## Aim
Extract each line of the entries below that contains the word "ring".
<<<<
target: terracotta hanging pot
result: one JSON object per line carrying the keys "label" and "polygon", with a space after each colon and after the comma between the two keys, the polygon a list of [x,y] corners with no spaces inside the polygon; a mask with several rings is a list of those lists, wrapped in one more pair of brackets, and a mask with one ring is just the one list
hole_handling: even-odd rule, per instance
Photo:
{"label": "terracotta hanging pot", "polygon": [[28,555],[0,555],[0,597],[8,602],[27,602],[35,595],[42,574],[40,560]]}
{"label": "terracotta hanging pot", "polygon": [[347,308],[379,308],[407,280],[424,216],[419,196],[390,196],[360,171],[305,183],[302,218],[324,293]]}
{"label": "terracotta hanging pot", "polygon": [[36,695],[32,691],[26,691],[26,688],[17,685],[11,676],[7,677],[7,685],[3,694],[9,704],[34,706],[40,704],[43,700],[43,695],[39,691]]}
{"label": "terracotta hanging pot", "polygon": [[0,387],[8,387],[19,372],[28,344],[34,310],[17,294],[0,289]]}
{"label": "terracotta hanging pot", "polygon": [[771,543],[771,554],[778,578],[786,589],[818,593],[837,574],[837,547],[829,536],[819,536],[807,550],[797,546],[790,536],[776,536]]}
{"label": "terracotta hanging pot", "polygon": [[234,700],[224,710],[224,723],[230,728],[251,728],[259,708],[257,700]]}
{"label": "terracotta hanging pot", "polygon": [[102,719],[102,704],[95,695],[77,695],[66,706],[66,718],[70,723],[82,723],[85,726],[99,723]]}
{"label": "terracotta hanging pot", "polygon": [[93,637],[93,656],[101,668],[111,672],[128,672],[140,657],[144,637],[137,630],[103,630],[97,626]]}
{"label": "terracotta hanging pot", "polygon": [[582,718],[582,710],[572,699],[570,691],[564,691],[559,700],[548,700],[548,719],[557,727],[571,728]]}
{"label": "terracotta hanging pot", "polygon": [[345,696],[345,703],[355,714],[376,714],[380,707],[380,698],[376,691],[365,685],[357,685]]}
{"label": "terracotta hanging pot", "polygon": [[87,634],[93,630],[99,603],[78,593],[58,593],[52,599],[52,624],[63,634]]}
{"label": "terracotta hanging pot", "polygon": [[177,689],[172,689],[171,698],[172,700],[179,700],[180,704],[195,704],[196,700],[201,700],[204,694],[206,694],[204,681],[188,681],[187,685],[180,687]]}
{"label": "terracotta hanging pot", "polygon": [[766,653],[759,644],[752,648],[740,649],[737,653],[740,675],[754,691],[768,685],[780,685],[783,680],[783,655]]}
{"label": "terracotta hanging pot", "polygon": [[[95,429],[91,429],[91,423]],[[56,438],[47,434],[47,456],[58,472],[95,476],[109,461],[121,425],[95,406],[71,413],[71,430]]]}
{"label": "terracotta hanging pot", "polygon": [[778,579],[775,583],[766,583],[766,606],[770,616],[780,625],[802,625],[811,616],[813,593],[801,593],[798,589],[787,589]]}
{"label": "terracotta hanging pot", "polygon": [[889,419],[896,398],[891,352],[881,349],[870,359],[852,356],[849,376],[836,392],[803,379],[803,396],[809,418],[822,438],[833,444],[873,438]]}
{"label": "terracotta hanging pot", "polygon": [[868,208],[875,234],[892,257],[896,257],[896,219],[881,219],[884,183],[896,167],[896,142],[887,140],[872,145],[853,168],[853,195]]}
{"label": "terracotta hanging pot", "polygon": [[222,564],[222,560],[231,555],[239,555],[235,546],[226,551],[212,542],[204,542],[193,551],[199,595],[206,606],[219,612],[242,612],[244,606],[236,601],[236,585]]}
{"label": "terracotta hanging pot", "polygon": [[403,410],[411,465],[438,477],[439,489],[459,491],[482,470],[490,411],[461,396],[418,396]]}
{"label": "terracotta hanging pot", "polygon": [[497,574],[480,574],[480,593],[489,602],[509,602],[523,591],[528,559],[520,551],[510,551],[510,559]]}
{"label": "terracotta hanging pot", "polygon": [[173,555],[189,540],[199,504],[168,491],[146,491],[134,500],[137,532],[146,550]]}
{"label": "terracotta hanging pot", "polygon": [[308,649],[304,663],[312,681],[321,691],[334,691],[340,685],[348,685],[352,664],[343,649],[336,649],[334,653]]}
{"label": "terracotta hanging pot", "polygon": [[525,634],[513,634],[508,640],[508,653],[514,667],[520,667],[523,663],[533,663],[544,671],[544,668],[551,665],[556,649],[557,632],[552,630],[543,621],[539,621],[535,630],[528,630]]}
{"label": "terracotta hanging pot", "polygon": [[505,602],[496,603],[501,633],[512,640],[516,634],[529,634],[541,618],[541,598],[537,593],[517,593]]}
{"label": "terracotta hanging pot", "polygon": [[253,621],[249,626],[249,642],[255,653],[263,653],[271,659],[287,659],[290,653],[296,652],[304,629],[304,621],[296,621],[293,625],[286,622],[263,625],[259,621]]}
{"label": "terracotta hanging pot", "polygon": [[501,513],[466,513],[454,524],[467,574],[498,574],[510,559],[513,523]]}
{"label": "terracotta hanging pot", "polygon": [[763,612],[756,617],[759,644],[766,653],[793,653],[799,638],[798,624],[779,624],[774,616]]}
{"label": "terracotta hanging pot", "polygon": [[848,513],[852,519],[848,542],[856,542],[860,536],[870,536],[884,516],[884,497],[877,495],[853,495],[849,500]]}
>>>>
## Task response
result: one JSON object per line carrying the keys "label" and "polygon", with a space after each colon and after the comma between the two keys, the polygon a list of [x,y] corners with no spaces inside the polygon; a mask with several rings is a list of those lists, wrapped in one more pair of brackets, and a mask with one ring is just the one list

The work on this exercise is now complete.